PROMPT:
Update the lines of all the records below by replacing "be located" with "be found" and changing nothing else. Give back the updated lines without the pictures.

MATERIAL:
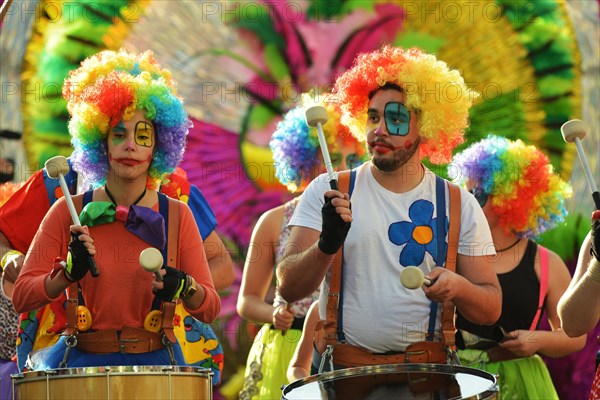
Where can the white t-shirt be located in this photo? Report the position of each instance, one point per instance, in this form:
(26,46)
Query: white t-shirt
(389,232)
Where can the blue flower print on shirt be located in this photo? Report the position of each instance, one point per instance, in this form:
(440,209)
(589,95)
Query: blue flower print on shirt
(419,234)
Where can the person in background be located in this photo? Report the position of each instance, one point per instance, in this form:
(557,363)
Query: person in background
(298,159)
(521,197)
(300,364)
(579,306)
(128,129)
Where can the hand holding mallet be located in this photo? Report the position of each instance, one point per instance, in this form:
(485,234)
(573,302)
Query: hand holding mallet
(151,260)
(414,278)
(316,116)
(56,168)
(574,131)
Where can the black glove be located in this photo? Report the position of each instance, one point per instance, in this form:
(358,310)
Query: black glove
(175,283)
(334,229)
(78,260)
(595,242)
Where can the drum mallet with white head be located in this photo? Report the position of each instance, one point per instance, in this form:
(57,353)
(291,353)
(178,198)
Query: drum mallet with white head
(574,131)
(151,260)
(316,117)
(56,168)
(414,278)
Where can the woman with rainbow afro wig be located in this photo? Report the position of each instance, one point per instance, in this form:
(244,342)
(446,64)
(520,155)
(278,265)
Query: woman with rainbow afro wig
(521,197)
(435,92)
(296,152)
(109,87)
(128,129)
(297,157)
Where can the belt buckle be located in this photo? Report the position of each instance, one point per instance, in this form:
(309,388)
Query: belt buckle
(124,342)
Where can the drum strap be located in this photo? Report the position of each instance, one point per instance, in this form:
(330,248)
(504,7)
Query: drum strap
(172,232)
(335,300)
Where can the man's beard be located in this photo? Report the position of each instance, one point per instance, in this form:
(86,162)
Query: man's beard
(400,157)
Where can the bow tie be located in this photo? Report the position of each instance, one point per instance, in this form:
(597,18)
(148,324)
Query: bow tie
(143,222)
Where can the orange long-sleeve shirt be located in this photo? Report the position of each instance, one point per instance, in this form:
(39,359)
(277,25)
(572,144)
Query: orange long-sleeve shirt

RESPONSE BELOW:
Where can the white t-shirt be found in this photo? Report the position of each instance, one point per instance, in this form:
(26,46)
Query: white t-shirt
(389,232)
Where can the blue flower print on shirt be found in this photo? Report the position of each instance, one point per instance, in this form:
(440,209)
(589,95)
Query: blue flower print on shirt
(419,234)
Where can the person in background be found in this photo? Report the position of each instance, one point per instance, in this form:
(557,363)
Query: person in background
(298,159)
(521,197)
(300,364)
(579,306)
(128,129)
Where can the hand holding mallet be found in this photo? Report the position of each instance, one point per instance, in this form:
(485,234)
(573,302)
Query: hand holding mallet
(151,260)
(414,278)
(316,116)
(56,168)
(574,131)
Where can the black glove be found in this photo? Report the position of each instance, one point per instance, in this form:
(358,310)
Query: black glove
(175,283)
(334,229)
(78,260)
(595,242)
Where can the drum mallet with white head be found in this photo? Report the position of each instance, one point per instance, in this form:
(57,353)
(291,353)
(178,198)
Query: drum mallet with white head
(574,131)
(151,260)
(316,117)
(56,168)
(414,278)
Where can the woman with rainbow afro wig be found in this photo? Report the position of each instance, one point per instance, in this form:
(244,342)
(446,64)
(520,155)
(278,265)
Query: woman with rainbow afro wig
(521,197)
(435,92)
(296,152)
(109,87)
(128,129)
(297,157)
Where can the belt buckle be found in this photo? Report the position of each instance, one point per instance, in this form:
(309,388)
Query: belt buckle
(124,342)
Where can the drum strap be found in this photo? Report the position of each instance, one point per instance, in this form:
(330,248)
(504,7)
Query: drum strap
(172,232)
(335,300)
Where can the man's beard be found in this photo? Report the position of each instance, one point per instance, in this form:
(86,162)
Query: man's beard
(400,157)
Where can the bow tie be found in this photo? Report the position of each instance, one point per instance, in this form:
(597,18)
(148,324)
Query: bow tie
(143,222)
Where can the orange long-sleeve shirt be found in this photo? Report the position of each instance, one point per instance, in this form:
(39,359)
(277,25)
(572,144)
Query: orange long-sleeve shirt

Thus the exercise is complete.